**課題 A**
高等学校受験の回想文によると、明治二十四年七月の入学試験の受験者数と合格者数はそれぞれ何名でしたか?
**課題 B**
高等学校受験の回想文を、最後の一文の後から書き継いでください。

**参照本文**
---
去ればこの校の志望者は圧倒的にして、実に高等学校は天下学徒の目標となり、これを登竜門として殺到し来たる事明なり。吾輩は明治二十三年七月、父未だ在世中に一度この入学試験を受けて落第す。
勿論及第するなどとは夢にも思はざりしも兄薦める儘に受験したるものなれば、落第したるを早く帰省し得るものとして喜びたる程なりき。
落第して喜び勇みて上野より汽車に乗りて帰省したるに、途中小山駅にて父上に会いしたり。父は宇都宮へ所用にて行きたる帰途なりしと。父は試験の結果を如何にと早速に質問せらる。吾輩の子供心とは異なり万一の期待し居られたるは勿論なるべし。吾輩より落第の報告を聴かれたるも別に怒りたる様子もなく、相携えて帰宅したる事は今も忘れられず。
この年の十二月に父は死去し吾輩にも重大なる衝撃を与へ、来年こそは是が非でも入学せざる可からずと大決心をなして勉強するに至らしめたり。
代地の平井氏の二階の六畳に荷物と同居して勉強し居る吾輩は、決して頑強なる体格にはあらざりき。去れば勉強の身に没頭する事は危険と思い運動を思い立ち、英語学校のボート会に入会しボートを始め、日曜日には努めて散歩、遠足などをなす事としたり。
明治二十四年七月再び高等学校(当時は第一高等中学校と称せり)の入学試験を受く、受験者千二百余名にして合格者七十名の中に入る事を得たり。当時の志願者は総て無制限なりしかば、小学校のみを卒業ものあり、中学校を卒業したるものもあり、年齢も三十歳以上のものもありたる混乱状態なり。一生の内にて最も嬉しかりしはこの時なり。何も判らず天下でも取りたる如き喜びを感じたるも無理ならざるべし。
九月思い出多かりし代地の平井氏宅を引き払い、高等中学の寄宿に入りたるは確かに新時代を制したるものと云うべし。吾輩などが五ヶ年制の高等中学の最後の生徒にして、それ以降は三年制となりたれば 吾々は二ヵ年余分の教育を受けたるなり。
---
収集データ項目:
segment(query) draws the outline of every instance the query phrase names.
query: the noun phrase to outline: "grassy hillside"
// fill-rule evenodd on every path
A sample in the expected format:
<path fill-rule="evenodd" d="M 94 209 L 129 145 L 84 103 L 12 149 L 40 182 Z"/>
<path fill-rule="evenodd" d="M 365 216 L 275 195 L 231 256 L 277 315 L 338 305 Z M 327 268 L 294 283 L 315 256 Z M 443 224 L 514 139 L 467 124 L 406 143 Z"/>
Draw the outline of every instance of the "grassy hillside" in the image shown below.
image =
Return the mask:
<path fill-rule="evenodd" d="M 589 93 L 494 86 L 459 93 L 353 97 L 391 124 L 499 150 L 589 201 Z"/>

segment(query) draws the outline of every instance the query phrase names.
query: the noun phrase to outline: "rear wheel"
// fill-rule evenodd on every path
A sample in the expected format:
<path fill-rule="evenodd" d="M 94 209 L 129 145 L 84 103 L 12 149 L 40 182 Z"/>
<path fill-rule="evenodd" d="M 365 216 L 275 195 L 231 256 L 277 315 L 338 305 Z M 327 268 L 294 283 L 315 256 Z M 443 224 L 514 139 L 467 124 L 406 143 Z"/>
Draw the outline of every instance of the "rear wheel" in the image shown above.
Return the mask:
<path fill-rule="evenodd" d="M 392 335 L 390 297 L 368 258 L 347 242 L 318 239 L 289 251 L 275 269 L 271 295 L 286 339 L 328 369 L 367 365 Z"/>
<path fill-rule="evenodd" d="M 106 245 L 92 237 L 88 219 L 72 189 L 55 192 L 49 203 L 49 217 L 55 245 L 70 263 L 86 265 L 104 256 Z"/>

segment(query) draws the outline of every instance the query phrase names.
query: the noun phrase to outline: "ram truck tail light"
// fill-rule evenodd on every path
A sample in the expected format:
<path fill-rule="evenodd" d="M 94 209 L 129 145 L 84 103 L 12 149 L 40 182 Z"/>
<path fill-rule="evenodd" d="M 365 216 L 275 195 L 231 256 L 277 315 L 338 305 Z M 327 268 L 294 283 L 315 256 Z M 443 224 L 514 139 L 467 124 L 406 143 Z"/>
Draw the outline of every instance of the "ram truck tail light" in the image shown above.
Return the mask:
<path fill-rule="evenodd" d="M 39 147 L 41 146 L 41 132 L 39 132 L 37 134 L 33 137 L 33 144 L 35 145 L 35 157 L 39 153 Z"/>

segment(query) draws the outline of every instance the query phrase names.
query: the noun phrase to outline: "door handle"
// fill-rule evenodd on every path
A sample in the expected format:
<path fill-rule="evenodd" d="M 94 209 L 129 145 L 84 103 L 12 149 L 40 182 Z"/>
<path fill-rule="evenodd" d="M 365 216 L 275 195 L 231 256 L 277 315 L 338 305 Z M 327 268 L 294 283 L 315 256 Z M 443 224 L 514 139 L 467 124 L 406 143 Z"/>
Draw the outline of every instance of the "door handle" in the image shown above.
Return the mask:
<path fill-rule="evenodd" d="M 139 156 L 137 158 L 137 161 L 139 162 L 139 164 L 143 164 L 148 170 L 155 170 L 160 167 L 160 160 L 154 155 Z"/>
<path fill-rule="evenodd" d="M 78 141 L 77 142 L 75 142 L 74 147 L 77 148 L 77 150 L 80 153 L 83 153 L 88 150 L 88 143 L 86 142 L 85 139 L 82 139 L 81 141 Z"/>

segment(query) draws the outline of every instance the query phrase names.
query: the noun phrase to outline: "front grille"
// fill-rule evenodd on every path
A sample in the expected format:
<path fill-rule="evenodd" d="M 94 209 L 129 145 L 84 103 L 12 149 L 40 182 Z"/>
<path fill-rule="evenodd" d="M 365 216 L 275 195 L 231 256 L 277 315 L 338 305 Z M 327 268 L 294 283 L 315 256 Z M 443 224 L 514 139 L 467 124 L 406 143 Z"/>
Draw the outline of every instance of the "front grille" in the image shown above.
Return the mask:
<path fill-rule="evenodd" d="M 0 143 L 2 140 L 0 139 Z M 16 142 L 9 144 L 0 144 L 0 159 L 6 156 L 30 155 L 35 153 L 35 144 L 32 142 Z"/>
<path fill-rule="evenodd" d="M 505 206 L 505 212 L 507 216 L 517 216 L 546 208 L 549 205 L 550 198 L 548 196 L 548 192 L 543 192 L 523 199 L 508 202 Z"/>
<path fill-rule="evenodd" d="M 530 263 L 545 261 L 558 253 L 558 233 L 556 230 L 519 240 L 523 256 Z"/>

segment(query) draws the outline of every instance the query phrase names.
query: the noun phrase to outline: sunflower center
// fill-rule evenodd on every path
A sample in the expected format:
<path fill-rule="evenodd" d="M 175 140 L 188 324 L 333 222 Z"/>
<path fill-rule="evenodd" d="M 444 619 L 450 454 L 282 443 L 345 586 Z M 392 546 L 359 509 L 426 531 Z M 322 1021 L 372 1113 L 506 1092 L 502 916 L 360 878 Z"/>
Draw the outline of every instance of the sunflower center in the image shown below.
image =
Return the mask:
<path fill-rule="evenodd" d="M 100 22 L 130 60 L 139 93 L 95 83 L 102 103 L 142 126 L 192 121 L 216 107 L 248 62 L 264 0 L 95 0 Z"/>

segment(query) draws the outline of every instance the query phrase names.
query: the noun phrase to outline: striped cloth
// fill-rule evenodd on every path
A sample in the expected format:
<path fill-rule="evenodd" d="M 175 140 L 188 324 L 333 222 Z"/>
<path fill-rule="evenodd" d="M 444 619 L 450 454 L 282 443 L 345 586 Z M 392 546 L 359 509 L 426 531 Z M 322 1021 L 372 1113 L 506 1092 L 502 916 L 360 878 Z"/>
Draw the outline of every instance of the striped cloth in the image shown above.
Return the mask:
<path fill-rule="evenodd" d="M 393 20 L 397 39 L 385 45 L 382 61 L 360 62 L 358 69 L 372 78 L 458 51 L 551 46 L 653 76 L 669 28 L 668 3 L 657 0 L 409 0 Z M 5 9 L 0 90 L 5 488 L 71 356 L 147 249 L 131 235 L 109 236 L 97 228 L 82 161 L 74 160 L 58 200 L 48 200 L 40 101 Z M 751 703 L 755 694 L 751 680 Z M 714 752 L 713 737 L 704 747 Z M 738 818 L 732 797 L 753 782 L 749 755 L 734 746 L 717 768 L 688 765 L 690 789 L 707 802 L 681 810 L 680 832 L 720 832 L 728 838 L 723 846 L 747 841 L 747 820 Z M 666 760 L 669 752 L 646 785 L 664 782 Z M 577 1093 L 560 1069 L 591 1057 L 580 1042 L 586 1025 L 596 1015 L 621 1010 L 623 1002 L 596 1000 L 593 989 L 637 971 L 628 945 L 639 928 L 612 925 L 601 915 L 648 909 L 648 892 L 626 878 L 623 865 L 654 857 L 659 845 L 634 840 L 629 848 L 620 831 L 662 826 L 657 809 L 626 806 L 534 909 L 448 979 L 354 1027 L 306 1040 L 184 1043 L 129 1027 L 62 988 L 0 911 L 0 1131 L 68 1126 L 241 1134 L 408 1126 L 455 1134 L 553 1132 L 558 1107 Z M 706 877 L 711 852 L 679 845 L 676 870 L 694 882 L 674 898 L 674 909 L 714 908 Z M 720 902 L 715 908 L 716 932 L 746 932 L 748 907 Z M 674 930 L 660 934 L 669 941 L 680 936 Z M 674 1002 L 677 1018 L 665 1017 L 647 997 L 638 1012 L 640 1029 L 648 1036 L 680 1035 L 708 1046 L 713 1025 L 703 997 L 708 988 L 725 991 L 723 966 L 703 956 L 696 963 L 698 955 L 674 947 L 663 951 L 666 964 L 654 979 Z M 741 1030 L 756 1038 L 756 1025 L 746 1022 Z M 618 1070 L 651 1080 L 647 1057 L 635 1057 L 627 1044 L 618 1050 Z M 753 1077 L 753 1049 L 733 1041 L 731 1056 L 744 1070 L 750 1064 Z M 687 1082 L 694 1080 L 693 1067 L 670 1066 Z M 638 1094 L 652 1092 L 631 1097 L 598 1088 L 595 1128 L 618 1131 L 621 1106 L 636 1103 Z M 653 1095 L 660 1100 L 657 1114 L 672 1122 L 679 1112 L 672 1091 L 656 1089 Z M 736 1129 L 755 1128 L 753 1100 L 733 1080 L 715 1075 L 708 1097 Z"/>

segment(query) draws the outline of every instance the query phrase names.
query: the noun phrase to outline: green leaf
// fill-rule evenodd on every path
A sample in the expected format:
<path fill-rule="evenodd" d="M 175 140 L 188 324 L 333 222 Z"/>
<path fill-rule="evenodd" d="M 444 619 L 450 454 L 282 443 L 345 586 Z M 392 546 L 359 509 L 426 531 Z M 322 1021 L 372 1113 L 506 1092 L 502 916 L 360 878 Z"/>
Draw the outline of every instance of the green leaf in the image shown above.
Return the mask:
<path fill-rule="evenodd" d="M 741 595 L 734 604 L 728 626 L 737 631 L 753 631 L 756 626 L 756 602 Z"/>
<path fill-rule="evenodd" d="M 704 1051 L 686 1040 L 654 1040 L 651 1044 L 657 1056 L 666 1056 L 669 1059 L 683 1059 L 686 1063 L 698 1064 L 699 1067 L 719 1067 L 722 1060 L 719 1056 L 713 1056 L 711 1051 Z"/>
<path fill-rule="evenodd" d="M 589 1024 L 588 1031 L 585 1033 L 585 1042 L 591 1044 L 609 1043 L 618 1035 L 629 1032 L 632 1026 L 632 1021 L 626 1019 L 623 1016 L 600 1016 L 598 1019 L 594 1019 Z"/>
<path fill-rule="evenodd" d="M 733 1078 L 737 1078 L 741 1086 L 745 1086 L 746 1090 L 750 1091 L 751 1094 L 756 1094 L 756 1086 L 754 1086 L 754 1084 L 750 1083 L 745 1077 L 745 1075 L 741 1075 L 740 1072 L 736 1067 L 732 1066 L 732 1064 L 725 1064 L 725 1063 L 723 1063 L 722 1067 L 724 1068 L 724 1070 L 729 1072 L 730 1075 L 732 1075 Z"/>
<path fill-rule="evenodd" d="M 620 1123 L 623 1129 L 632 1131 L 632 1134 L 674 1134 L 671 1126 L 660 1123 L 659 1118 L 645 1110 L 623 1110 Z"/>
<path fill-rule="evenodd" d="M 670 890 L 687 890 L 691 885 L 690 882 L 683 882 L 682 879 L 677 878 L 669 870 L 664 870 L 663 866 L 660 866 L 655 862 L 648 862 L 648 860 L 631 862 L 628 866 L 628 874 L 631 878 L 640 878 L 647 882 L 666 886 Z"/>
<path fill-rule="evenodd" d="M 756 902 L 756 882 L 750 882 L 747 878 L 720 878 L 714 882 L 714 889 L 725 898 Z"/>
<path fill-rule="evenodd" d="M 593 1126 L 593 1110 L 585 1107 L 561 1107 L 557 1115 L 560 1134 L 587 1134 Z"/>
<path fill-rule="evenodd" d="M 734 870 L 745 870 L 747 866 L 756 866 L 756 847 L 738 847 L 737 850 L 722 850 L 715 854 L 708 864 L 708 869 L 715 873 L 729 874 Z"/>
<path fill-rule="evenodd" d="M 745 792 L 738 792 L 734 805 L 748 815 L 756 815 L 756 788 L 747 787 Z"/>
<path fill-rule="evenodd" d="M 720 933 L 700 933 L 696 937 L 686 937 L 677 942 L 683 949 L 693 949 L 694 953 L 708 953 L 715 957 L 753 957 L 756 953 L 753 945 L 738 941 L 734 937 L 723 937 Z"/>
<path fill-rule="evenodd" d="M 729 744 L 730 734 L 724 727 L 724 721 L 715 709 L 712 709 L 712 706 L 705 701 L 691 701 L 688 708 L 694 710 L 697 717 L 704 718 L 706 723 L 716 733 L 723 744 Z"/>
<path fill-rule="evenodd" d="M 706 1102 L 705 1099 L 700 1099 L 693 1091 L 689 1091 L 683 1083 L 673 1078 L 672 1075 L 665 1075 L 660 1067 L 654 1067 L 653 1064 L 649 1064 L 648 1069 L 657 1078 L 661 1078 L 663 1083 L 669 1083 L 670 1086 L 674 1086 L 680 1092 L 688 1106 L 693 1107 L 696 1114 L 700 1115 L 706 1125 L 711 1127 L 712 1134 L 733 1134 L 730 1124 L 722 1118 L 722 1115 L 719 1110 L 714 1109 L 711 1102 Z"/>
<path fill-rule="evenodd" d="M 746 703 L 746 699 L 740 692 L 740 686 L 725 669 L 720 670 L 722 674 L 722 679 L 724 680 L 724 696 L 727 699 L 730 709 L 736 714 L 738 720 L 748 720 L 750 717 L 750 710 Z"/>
---
**解答 A**
受験者は千二百余名、合格者は七十名でした。

**解答 B**
この五ヵ年間を全部この自治寮にて暮らしたれば、自分等よりも五年上級生も自分等よりも三年の下級生も同じ釜の飯を喰ひたる理にて、交友も比較的多きはこれが為なり。後年実業界に出て仕事をするに便利を得たる事絶大なり。しかも共友人には法、文、医は申すに及ばず、理農科にも知友多き有難き結果を生じたるなり。純真にして素朴なりしこの寄宿生活こそ実に吾輩の将来に役立ちし錬成道場なりしなり。
入学試験の時に一番疑問となりしは吾輩の体格なり。体重十貫目に達しざるしを以て校医なる山縣正雄医学士が頭を傾げて、「九月まで海水浴でもして再び来るべし、その時に再検査してもし悪ければ入学を取り消す事あるべし」と脅かされたり。九月に至りて再検査せるに体重は十一貫余となり愁眉をひらきたり。
去れば入校後は学科の勉強はよい加減にして体育に全力を注ぎたれば、体重もメキメキ増加し三年を経過せる頃は十三貫目以上となり、卒業する頃には十三貫八百匁目迄増加したり。これ五十歳位迄の最高記録なり。
最初に寄宿に入りたる時は西寮五番室室なり。北側にて日当たりなき最下等の室なりも新入生なれば致し方なし。この室に入りたるは同級生十人なり。この同室者が最も懐かしき連中にて、分散後も何とか互いに連絡を保ち度 遂に二五会を結成するに至りたるなり。十人の会にして明治二十五年に創立したるを以て二五会と命名せり。
後年前田正名氏主唱の五二会と類似するを以て間違いらるるもこの方が先輩なり。
入学後最初に熱中したる運動はローンテニスなり。未だ初期の時代なれば硬球は無く何れも軟球なり。学科を放鄭して余暇あれば常にこれを遊び,在校五ヵ年間を通して面白く継続せり。技も相当上達して余り人後に落つる事なかりき。ローンテニスは吾輩の最も好み体格にも適合したる運動なり知らむ、当校を卒業して大学に入りも中止せず、大学時代には確かに第一流となりたり。当時は他校との仕合など流行せざる時代なりければ共味は知らず、又共技の優秀さを比較論評する事出来ざりしなり。
テニスの次はボートに熱中せり。この漕技も確かに相当のものなりと信じたるも如何せん体重僅かに十三貫位、身長五尺二寸何分にては選手となる事を出来ず、結局野次馬に終わりたり。
この外、野球、柔道、弓術など何れも少しづつ入門したる程度なり。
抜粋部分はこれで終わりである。